Смекни!
smekni.com

Свобода и счастье человека (стр. 33 из 51)

Итак, мы полагаем, что "нормальный" способ преодоления одиночества в нашем обществе состоит в превращении в автомат. Но такая точка зрения противоречит одному из самых распространенных представлений о человеке нашей культуры; принято думать, что большинство из нас - личности, способные думать, чувствовать и действовать свободно, по своей собственной воле. Каждый человек искренне убежден, что он - это "он", что его мысли, чувства и желания на самом деле принадлежат "ему". Но хотя среди нас встречаются и подлинные личности, в большинстве случаев такое убеждение является иллюзией, и притом иллюзией опасной, ибо она препятствует ликвидации причин, обусловивших такое положение.

Здесь мы сталкиваемся с одной из самых главных проблем психологии, которую проще всего разъяснить с помощью ряда вопросов. Что такое "я"? Какова природа действий, которые лишь кажутся собственными? Что такое спонтанность? Что такое самобытный психический акт? И наконец, какое отношение все это имеет к свободе? В этом разделе мы покажем, как чувства и мысли могут внушаться со стороны, но субъективно восприниматься как собственные, а также как собственные чувства и мысли могут быть подавлены и тем самым изъяты из личности человека. Обсуждение поднятых здесь вопросов мы продолжим в главе "Свобода и демократия".

○ ○ ○ ○ ○

- _ЧТО НУЖНО СДЕЛАТЬ_
**a)** Ответьте на вопросы по тексту о свободе и счастье человека:
(i) Какой способ преодоления одиночества в нашем обществе назван «нормальным»?
(ii) Чем в большинстве случаев оказывается убеждение человека, что его мысли, чувства и желания принадлежат ему самому?
(iii) В какой главе будет продолжено обсуждение поднятых вопросов?
**b)** Процитируйте отрывок из текста о свободе и счастье человека, начиная со слов «Свобода и счастье» и заканчивая словами «обусловивших такое положение.».
**c)** Допишите текст о свободе и счастье человека, начав сразу после его последнего предложения.
Данные здесь не понадобятся.

- _ФРАГМЕНТ ДАННЫХ_

○ ○ ○ ○ ○

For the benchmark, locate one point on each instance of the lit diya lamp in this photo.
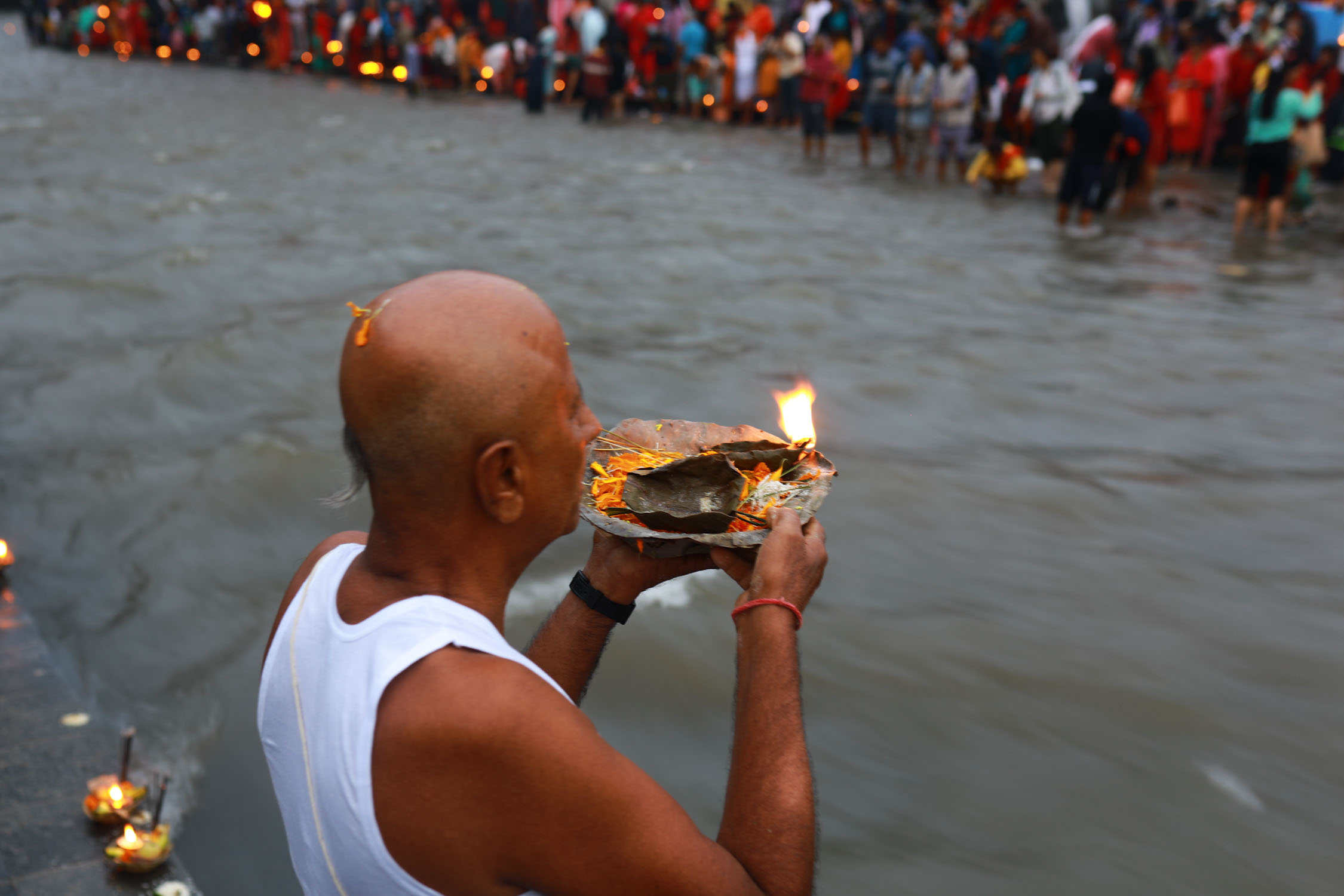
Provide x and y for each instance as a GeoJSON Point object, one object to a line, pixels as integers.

○ ○ ○ ○ ○

- _РЕШЁННЫЕ ЗАДАЧИ_
**a)**
(i) Превращение в автомат.
(ii) Иллюзией, и притом опасной.
(iii) В главе «Свобода и демократия».

**b)**
Свобода и счастье человека (стр. 33 из 51)

Итак, мы полагаем, что "нормальный" способ преодоления одиночества в нашем обществе состоит в превращении в автомат. Но такая точка зрения противоречит одному из самых распространенных представлений о человеке нашей культуры; принято думать, что большинство из нас - личности, способные думать, чувствовать и действовать свободно, по своей собственной воле. Каждый человек искренне убежден, что он - это "он", что его мысли, чувства и желания на самом деле принадлежат "ему". Но хотя среди нас встречаются и подлинные личности, в большинстве случаев такое убеждение является иллюзией, и притом иллюзией опасной, ибо она препятствует ликвидации причин, обусловивших такое положение.

**c)**
Начнем наше рассуждение с анализа того смысла, который вкладывается в утверждения: "я чувствую", "я думаю", "я хочу". Когда мы говорим "я думаю", это кажется вполне однозначным утверждение . Единственный возникающий при этом вопрос состоит в том, верно я думаю или ошибаюсь; но я думаю или не я - такой вопрос вообще не приходит в голову. Между тем этот вопрос далеко не так странен, как кажется" и это можно доказать экспериментом. Сходим на сеанс гипноза. Вот субъект А', гипнотизер Б погружает его в гипнотический сон и внушает ему, что, проснувшись, он захочет прочесть рукопись, не найдет ее, решит, что другой человек, В, эту рукопись украл, и очень рассердится на этого В. В завершение ему говорится, что он должен забыть об этом внушении. Добавим, что наш А никогда не испытывал ни малейшей антипатии к В, и напомним, что никакой рукописи у него не было.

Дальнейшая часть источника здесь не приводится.